- [WORK TO COMPLETE] Extract every line in the entries below that contains the string "clicks", and copy each of those lines in full.

- [SOURCE DATA]
----------------------------------------
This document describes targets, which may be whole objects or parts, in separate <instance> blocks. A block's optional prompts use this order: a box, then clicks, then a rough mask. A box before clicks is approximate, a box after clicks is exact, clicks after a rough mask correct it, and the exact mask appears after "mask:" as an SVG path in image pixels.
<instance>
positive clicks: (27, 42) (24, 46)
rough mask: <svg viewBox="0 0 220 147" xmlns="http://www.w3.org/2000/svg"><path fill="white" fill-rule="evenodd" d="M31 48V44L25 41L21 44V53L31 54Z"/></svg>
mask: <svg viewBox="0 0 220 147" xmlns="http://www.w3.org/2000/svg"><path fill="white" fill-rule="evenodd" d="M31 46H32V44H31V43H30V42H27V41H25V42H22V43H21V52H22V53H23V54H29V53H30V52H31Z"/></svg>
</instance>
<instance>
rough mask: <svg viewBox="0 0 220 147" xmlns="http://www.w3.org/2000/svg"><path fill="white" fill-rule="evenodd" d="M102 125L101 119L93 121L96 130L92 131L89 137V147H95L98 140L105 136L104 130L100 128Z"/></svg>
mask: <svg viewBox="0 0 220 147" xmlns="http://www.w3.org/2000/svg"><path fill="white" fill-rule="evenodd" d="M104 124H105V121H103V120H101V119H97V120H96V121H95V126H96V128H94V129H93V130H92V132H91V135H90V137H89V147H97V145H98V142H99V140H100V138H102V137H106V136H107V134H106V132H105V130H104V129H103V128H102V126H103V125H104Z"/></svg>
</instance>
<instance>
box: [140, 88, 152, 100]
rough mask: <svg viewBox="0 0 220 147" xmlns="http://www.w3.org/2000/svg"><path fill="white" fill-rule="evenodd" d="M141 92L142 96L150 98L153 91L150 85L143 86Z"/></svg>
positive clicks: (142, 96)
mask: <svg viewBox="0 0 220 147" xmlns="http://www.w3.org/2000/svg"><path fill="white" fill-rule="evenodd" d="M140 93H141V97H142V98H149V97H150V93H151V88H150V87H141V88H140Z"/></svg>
----------------------------------------
- [FINAL ANSWER]
This document describes targets, which may be whole objects or parts, in separate <instance> blocks. A block's optional prompts use this order: a box, then clicks, then a rough mask. A box before clicks is approximate, a box after clicks is exact, clicks after a rough mask correct it, and the exact mask appears after "mask:" as an SVG path in image pixels.
positive clicks: (27, 42) (24, 46)
positive clicks: (142, 96)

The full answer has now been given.